[START OF RECORDED DATA]

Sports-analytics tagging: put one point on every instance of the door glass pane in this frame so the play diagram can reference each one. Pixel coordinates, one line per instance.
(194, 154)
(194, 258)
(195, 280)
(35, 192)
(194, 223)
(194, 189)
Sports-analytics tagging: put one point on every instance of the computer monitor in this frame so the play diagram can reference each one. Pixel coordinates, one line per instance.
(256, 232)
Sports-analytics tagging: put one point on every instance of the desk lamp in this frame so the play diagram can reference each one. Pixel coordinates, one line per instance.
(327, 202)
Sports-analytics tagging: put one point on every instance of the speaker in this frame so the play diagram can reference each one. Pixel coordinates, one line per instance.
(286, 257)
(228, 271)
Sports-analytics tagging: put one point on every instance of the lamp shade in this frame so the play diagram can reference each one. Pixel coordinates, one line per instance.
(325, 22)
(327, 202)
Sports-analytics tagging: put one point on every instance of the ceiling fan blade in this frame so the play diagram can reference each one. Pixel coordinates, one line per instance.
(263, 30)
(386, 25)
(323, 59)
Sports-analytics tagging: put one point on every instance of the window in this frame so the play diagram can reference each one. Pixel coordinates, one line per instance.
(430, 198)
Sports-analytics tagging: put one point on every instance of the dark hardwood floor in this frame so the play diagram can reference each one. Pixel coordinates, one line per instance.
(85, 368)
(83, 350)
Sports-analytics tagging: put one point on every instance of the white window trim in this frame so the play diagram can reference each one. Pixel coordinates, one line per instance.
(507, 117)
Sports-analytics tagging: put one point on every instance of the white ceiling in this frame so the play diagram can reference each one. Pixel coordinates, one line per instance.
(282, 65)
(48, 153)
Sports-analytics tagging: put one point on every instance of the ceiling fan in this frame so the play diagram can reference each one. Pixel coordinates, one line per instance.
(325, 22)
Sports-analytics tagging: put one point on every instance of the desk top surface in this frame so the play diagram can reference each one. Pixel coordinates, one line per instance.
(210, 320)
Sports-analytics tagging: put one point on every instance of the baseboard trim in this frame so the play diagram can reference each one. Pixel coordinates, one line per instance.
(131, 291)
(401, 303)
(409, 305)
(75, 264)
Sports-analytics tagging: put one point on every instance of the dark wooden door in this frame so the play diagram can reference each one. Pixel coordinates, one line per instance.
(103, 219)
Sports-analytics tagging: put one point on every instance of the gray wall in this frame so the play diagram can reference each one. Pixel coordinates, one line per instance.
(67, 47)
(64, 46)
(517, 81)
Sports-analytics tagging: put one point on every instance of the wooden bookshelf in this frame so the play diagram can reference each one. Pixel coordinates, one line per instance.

[END OF RECORDED DATA]
[START OF RECORDED DATA]

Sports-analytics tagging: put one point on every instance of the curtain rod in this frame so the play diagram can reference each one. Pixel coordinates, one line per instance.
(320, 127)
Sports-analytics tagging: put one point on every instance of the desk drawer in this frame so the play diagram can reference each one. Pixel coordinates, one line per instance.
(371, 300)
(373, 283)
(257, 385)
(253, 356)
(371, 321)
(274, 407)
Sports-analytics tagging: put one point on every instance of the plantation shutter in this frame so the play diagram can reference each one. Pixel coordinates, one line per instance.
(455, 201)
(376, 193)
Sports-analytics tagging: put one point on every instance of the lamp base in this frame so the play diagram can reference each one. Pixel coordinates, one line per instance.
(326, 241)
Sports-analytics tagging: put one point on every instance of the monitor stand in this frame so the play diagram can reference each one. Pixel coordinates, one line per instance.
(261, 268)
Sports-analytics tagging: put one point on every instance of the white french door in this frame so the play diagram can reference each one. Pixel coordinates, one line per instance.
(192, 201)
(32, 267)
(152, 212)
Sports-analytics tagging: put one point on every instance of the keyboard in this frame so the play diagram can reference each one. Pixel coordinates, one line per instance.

[END OF RECORDED DATA]

→ WHAT IS NEEDED
Copy out, word for word, the part that opens with the line containing "of the gray" and closes with the line containing "of the wooden", including both of those lines.

→ EXERCISE SOLUTION
Sports-analytics tagging: put one point on every instance of the gray wall in this frame so the play diagram can reference each one. Pixel coordinates, one line per instance.
(67, 47)
(64, 46)
(517, 81)
Sports-analytics tagging: put one point on every instance of the wooden bookshelf in this frame so the play diagram can reference each one. Pixel coordinates, one line per instance.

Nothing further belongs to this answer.